▼

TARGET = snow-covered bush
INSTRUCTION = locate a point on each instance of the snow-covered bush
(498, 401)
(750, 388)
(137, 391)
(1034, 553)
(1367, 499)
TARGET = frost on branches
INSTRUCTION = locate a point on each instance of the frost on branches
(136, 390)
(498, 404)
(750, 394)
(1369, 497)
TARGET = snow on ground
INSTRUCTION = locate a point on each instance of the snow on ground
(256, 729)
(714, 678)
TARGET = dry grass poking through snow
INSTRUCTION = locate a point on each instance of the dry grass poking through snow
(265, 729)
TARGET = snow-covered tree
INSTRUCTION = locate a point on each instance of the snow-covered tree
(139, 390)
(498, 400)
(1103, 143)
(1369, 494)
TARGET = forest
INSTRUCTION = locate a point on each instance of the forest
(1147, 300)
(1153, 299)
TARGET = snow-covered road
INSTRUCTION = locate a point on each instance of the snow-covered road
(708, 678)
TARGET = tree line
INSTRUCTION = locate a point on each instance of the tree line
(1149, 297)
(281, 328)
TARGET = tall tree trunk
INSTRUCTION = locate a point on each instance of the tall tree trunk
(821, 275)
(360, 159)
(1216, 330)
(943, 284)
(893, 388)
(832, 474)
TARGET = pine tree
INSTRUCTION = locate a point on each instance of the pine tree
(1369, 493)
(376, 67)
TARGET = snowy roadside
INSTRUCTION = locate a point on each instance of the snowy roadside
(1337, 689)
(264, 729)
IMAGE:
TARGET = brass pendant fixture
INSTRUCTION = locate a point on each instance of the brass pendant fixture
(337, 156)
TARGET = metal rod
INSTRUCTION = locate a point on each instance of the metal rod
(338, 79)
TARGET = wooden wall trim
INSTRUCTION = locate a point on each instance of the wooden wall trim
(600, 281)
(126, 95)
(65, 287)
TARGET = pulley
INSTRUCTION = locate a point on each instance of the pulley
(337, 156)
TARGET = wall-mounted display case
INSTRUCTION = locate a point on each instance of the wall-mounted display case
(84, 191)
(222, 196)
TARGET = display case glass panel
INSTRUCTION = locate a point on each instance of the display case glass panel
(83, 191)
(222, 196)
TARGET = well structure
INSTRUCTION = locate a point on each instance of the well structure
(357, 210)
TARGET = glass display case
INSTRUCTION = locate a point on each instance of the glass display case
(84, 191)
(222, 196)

▲

_Assignment_. The line with "TARGET = glass display case" and every line after it up to the end of the entries: output those exactly, and only those.

_Written response_.
TARGET = glass display case
INSTRUCTION = locate a point on each instance of the glass display case
(84, 191)
(222, 196)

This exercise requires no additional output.